- **Work required**: Copy every line below word for word, and leave the pictures out of your copy.

- **Given entries**:
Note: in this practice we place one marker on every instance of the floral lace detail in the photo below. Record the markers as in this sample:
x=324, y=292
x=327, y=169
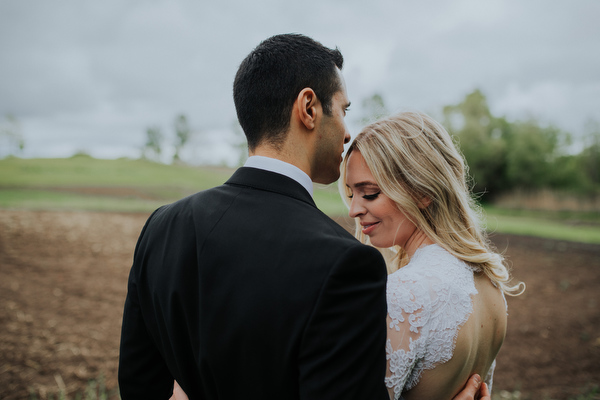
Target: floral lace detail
x=428, y=301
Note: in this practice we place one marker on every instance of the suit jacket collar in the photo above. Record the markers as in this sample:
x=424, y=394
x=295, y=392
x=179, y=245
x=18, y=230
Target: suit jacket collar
x=270, y=181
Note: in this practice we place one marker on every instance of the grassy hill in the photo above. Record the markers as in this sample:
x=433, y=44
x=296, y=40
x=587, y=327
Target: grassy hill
x=124, y=185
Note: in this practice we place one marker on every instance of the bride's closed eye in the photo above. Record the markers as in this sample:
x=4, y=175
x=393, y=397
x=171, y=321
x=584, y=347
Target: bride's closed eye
x=367, y=196
x=371, y=196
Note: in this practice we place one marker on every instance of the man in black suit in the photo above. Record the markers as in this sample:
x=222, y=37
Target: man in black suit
x=247, y=290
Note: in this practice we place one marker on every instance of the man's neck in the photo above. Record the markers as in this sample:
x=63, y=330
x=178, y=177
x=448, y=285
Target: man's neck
x=294, y=158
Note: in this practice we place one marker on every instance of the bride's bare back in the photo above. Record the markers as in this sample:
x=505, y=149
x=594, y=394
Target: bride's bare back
x=432, y=301
x=477, y=345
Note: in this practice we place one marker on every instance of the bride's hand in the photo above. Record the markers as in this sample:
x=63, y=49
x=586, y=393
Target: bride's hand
x=178, y=393
x=474, y=389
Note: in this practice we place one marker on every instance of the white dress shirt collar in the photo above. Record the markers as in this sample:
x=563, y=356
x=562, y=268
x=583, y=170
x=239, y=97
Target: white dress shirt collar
x=283, y=168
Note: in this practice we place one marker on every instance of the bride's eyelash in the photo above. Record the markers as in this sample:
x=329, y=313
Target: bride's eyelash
x=371, y=196
x=367, y=196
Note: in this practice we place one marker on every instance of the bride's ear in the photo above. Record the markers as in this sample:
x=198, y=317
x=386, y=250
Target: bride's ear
x=424, y=202
x=307, y=109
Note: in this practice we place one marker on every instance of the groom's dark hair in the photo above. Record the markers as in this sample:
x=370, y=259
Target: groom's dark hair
x=271, y=77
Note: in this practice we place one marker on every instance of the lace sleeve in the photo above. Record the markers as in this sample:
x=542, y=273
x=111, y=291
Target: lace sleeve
x=428, y=301
x=408, y=302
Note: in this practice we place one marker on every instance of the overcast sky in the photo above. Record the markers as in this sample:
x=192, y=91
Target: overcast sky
x=91, y=76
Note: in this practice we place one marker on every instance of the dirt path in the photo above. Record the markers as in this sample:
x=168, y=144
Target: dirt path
x=63, y=284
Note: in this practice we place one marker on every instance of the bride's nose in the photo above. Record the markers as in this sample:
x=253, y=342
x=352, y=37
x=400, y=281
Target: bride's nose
x=356, y=208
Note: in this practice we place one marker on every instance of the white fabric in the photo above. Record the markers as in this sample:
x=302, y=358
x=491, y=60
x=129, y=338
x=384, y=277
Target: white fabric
x=429, y=299
x=281, y=167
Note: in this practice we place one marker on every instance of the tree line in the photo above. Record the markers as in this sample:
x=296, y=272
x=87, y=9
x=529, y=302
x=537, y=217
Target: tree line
x=503, y=156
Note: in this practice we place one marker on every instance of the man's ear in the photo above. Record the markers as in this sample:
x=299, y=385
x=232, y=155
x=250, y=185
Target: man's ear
x=307, y=107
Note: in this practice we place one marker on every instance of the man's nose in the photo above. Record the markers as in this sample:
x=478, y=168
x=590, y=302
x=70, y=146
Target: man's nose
x=347, y=137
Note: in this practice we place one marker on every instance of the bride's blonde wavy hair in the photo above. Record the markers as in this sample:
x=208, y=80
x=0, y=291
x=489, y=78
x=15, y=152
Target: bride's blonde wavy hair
x=411, y=156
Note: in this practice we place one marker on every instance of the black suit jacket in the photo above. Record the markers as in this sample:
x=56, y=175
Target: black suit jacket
x=248, y=291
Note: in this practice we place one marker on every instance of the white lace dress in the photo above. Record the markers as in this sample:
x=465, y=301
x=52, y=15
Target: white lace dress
x=433, y=292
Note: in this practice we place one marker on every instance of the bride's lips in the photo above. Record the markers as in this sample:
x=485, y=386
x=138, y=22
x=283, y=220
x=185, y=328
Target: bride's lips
x=368, y=227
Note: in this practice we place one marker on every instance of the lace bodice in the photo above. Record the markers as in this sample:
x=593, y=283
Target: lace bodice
x=429, y=299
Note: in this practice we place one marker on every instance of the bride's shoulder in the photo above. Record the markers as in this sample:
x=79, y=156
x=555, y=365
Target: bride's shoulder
x=432, y=273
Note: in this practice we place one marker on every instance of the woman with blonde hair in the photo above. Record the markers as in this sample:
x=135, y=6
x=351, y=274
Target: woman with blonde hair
x=406, y=185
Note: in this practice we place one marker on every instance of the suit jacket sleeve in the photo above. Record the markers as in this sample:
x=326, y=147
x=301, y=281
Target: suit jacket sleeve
x=343, y=349
x=143, y=372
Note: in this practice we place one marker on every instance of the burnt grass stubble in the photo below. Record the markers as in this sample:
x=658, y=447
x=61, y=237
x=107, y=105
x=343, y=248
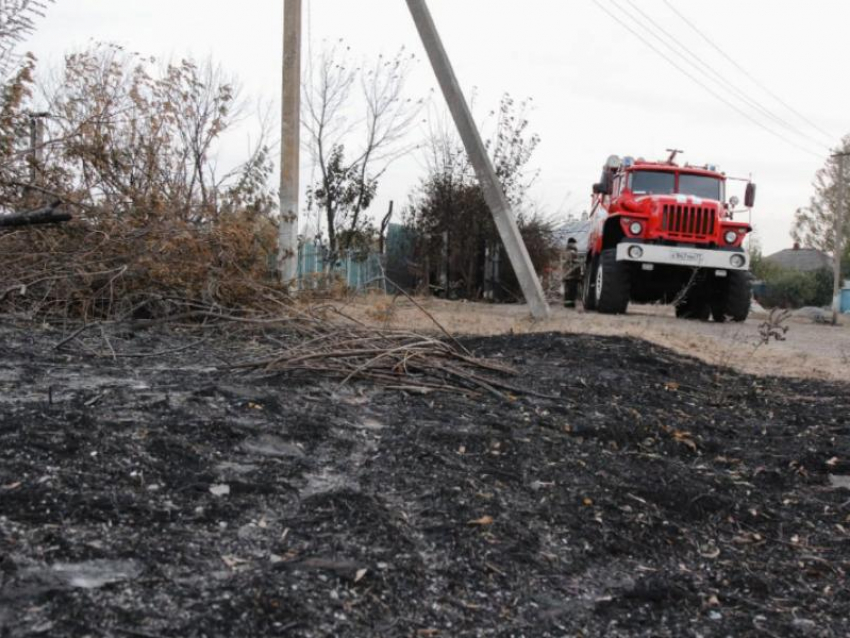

- **Answer for the task**:
Note: in this practice we place one marker on every instance of the floral lace detail in the photo below. Record the markers as in this sample:
x=324, y=292
x=327, y=169
Target: floral lace detail
x=428, y=301
Note: in this practice we place one marker on every instance of the suit jacket collar in the photo above. Record the markers as in this sample:
x=424, y=394
x=295, y=392
x=179, y=245
x=18, y=230
Target: suit jacket collar
x=270, y=181
Note: in this practice we place one marker on every instance of the grassy hill in the photo above. Record the markers as in this sample:
x=433, y=44
x=296, y=40
x=587, y=327
Target: grassy hill
x=124, y=185
Note: in this practice we place one marker on every instance of the bride's closed eye in the photo above. Record the markers as in this sample:
x=4, y=175
x=393, y=397
x=171, y=321
x=584, y=347
Target: bride's closed eye
x=367, y=196
x=371, y=196
Note: in this practice we place one marker on every instance of the man in black suit in the photo above. Record the markers as in this sample:
x=222, y=37
Target: man in black suit
x=247, y=290
Note: in this practice we place one marker on every instance of the man's neck in the photo above. Record the markers as in this sample:
x=63, y=330
x=178, y=177
x=448, y=285
Target: man's neck
x=294, y=158
Note: in this practice we place one marker on every instance of the bride's bare back in the photo above. Record the markers as in this sample:
x=505, y=149
x=594, y=394
Target: bride's bare back
x=432, y=301
x=477, y=345
Note: in this practice we place one marker on every instance of the bride's hand in the photo above. Record the markers as in this sample:
x=63, y=49
x=586, y=393
Target: bride's hand
x=178, y=393
x=474, y=389
Note: in this practice we place one marker on every instance of the white dress shirt collar in the photo above. Record the markers as in this sample:
x=563, y=356
x=562, y=268
x=583, y=170
x=239, y=97
Target: white dress shirt collar
x=283, y=168
Note: in this practice we place one marker on every instance of the bride's eyelash in the photo above. Record the markers as in this sample:
x=329, y=313
Target: bride's eyelash
x=371, y=196
x=367, y=196
Note: in this practice we place one marker on every instance of the bride's ear in the photo above. Record the markers as in this sample:
x=198, y=317
x=386, y=250
Target: bride's ear
x=424, y=202
x=307, y=109
Note: in this practice we place one marker on every instance of the groom's dark hair in the photo above. Record the markers as in this sample:
x=370, y=259
Target: groom's dark hair
x=271, y=77
Note: in this practice we place one marker on every instance of the lace sleeve in the photo above. Record the markers as in this sample:
x=542, y=273
x=111, y=291
Target: lace sleeve
x=428, y=301
x=408, y=302
Note: in this practice we place one marker on every instance of the overcast sky in the photo above. Record the markers as in this sample:
x=192, y=91
Target: overcast sky
x=91, y=76
Note: in this practice we place one marker on every instance of the dirt path in the photo above. Record the markers as in this sample:
x=168, y=144
Target: dirt path
x=63, y=284
Note: in this practice we place one marker on every instance of the bride's nose in the photo above. Record the markers as in this sample:
x=253, y=342
x=352, y=37
x=400, y=281
Target: bride's nose
x=356, y=208
Note: in this practice we place one marker on every instance of the white fabric in the photo above. Record the markers as in this sample:
x=302, y=358
x=491, y=60
x=129, y=338
x=384, y=277
Target: white fabric
x=429, y=299
x=281, y=167
Note: in this practice we place one marker on every instance of the tree line in the photo above. Record the markers as in this sample:
x=296, y=272
x=87, y=9
x=529, y=302
x=537, y=217
Target: tree line
x=503, y=156
Note: in this practice we place one marker on every instance of the man's ear in the photo above. Record the markers as in this sample:
x=299, y=385
x=232, y=155
x=250, y=185
Target: man's ear
x=307, y=107
Note: in this practice we place one marker on every instance of the man's nose in the photo above. Record the markers as in this sample:
x=478, y=168
x=590, y=302
x=70, y=146
Target: man's nose
x=347, y=137
Note: in this practice we place one marker on every instance of the bride's blonde wavy hair in the photo above. Record the markers as in this sample:
x=208, y=80
x=0, y=291
x=489, y=78
x=15, y=152
Target: bride's blonde wavy hair
x=411, y=156
Note: in this practice we place one marker on every instance of the black suit jacket in the photo above. Record the markers as in this sample:
x=56, y=175
Target: black suit jacket
x=248, y=291
Note: in this practice we place one marker on every instance of the white lace dress in the photo above. Record the markers as in this sample:
x=465, y=301
x=52, y=15
Target: white lace dress
x=433, y=292
Note: in this practice we place one marker on every instance of the bride's lips in the photo above. Record the markers as in this sample:
x=485, y=386
x=138, y=22
x=283, y=220
x=185, y=328
Target: bride's lips
x=368, y=227
Note: in this practice we place one marker on every instance of the lace bodice in the photo above. Record the markers as in this sample:
x=593, y=283
Target: lace bodice
x=429, y=299
Note: in this practice we place one marker on every instance of the bride's shoulder in the photo above. Record the markers as in this sample:
x=79, y=156
x=555, y=365
Target: bride's shoulder
x=432, y=273
Note: in this practice we place one marker on every instance of the woman with blonde hair in the photo above. Record the markers as in this sample:
x=135, y=6
x=351, y=274
Target: woman with blonde hair
x=406, y=185
Note: in this practice we place one marker on every instance of the suit jacket sleeve in the photo above. Record the markers as in this sample:
x=326, y=147
x=301, y=281
Target: suit jacket sleeve
x=343, y=349
x=143, y=372
Note: in this practice we place one marker on every instance of the burnt grass stubble in the photo below. Record the markers as in this sample:
x=658, y=447
x=61, y=237
x=107, y=105
x=343, y=248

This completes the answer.